[Start of section]
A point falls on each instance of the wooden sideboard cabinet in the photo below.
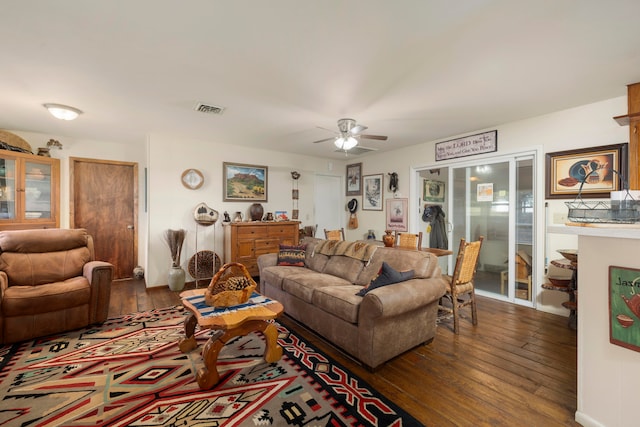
(244, 242)
(29, 191)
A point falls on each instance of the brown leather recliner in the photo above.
(50, 283)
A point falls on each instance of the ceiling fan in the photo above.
(349, 132)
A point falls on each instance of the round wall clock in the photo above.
(192, 179)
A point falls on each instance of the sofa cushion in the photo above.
(292, 255)
(423, 264)
(343, 267)
(275, 274)
(387, 276)
(314, 260)
(340, 301)
(303, 285)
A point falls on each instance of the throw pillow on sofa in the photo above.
(292, 255)
(387, 276)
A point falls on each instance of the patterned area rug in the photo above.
(130, 372)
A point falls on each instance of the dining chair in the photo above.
(409, 240)
(460, 287)
(334, 234)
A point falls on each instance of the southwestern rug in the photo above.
(130, 372)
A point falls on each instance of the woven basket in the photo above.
(230, 275)
(15, 141)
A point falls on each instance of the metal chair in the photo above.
(460, 286)
(409, 240)
(334, 234)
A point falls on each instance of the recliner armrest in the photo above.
(267, 260)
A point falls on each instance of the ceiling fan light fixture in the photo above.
(62, 112)
(347, 143)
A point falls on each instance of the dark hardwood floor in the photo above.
(516, 368)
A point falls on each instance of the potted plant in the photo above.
(174, 239)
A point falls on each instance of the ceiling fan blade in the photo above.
(378, 137)
(330, 130)
(324, 140)
(357, 129)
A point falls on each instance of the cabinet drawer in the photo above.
(282, 230)
(244, 248)
(252, 267)
(251, 231)
(265, 246)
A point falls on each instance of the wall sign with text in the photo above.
(471, 145)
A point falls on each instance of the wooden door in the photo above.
(104, 200)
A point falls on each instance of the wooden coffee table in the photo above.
(227, 324)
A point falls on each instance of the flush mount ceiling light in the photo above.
(62, 112)
(347, 143)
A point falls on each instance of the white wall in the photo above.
(584, 126)
(171, 205)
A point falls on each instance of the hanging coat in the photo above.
(434, 215)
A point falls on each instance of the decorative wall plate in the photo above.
(192, 179)
(204, 215)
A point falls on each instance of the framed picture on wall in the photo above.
(354, 179)
(432, 191)
(244, 183)
(397, 214)
(373, 190)
(592, 172)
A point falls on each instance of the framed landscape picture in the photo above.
(244, 183)
(591, 172)
(397, 215)
(373, 186)
(354, 179)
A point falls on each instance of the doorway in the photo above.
(328, 211)
(494, 198)
(104, 201)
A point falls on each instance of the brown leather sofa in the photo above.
(50, 283)
(375, 328)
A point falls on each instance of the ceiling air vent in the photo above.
(208, 109)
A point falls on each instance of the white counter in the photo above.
(621, 231)
(608, 375)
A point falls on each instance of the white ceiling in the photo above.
(415, 70)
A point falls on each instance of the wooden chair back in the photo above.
(466, 262)
(334, 234)
(409, 240)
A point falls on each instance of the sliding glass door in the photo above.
(495, 200)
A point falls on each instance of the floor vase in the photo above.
(176, 278)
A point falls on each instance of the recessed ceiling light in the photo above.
(62, 112)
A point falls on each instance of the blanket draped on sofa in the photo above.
(357, 250)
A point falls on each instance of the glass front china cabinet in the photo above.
(29, 191)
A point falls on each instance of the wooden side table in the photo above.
(228, 323)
[End of section]
*Work order*.
Once more, please print the whole listing exactly, omitting each image.

*Exercise answer*.
A point falls on each instance of the wooden sideboard cabinet in the photo below.
(244, 242)
(29, 191)
A point falls on each instance of the brown leather recliner in the photo above.
(50, 283)
A point falls on each instance of the ceiling fan in the photo above.
(349, 132)
A point falls on each instance of the round wall clock in the photo above.
(192, 179)
A point falls on each instance of the sofa cushion in the photo above.
(292, 255)
(423, 264)
(343, 267)
(275, 274)
(387, 276)
(314, 260)
(340, 301)
(303, 285)
A point falls on each instance of the throw pillow on sofa in the photo above.
(292, 255)
(387, 276)
A point falls on each instance of the patterned area rug in the photo above.
(130, 372)
A point falls on each instance of the dining chair in the photo above.
(409, 240)
(460, 287)
(334, 234)
A point falls on each instance of the southwestern rug in the photo above.
(130, 372)
A point falls on each instance of the woven basket in the photo above.
(230, 275)
(15, 141)
A point falls on each instance of the metal chair in the photo above.
(460, 286)
(409, 240)
(334, 234)
A point falls on each instance of the recliner armrest in the photo above.
(267, 260)
A point falls on each instance of the ceiling fan light fixture in the photo above.
(62, 112)
(347, 143)
A point falls on each instance of the dark hardwood floor in the photo above.
(516, 368)
A point falls on each instance of the potted plant in the photo above.
(174, 239)
A point falls on each instance of the ceiling fan blade in the photo above.
(378, 137)
(330, 130)
(324, 140)
(357, 129)
A point falls on each instance of the cabinet drawer in the photo above.
(282, 230)
(244, 248)
(252, 267)
(251, 231)
(265, 246)
A point falls on each instance of the wall sign with text in the photo above.
(471, 145)
A point falls on each instance of the wooden door in the photo above.
(104, 200)
A point falls on each instance of the wooden coffee table in the photo above.
(227, 324)
A point falls on each instance of the flush mount ceiling light in the photo above.
(62, 112)
(347, 143)
A point falls on each instance of the white wall in the photo above.
(584, 126)
(171, 205)
A point falls on each instance of the hanging coat in the photo above.
(434, 215)
A point falls on each instance of the decorative wall plate in the photo above.
(192, 179)
(204, 215)
A point falls on each instance of the framed picture on wall in the photo above.
(354, 179)
(432, 191)
(244, 183)
(397, 214)
(373, 190)
(592, 172)
A point falls on each instance of the framed landscape picture in the photo above.
(244, 183)
(591, 172)
(397, 215)
(373, 186)
(354, 179)
A point falls on each instance of the doorway in the photo above.
(328, 211)
(494, 198)
(104, 201)
A point falls on each instance of the brown leather sofa in the photo above.
(50, 283)
(375, 328)
A point falls on each instance of the ceiling air vent in the photo above.
(208, 109)
A point falls on each instance of the white counter in the photo above.
(621, 231)
(608, 375)
A point falls on each instance of the white ceiling in the photo above.
(415, 70)
A point falls on each instance of the wooden chair back in the photo above.
(466, 262)
(334, 234)
(409, 240)
A point falls on each instance of the sliding glass door in the photo above.
(495, 200)
A point falls on each instance of the floor vase in the photo above.
(176, 278)
A point falls on each instance of the recessed ceiling light in the photo above.
(62, 112)
A point falls on each instance of the blanket draped on sofa in the photo above.
(357, 250)
A point falls on each instance of the glass front china cabinet in the photo above.
(29, 191)
A point falls on each instance of the wooden side table in the photo above.
(228, 323)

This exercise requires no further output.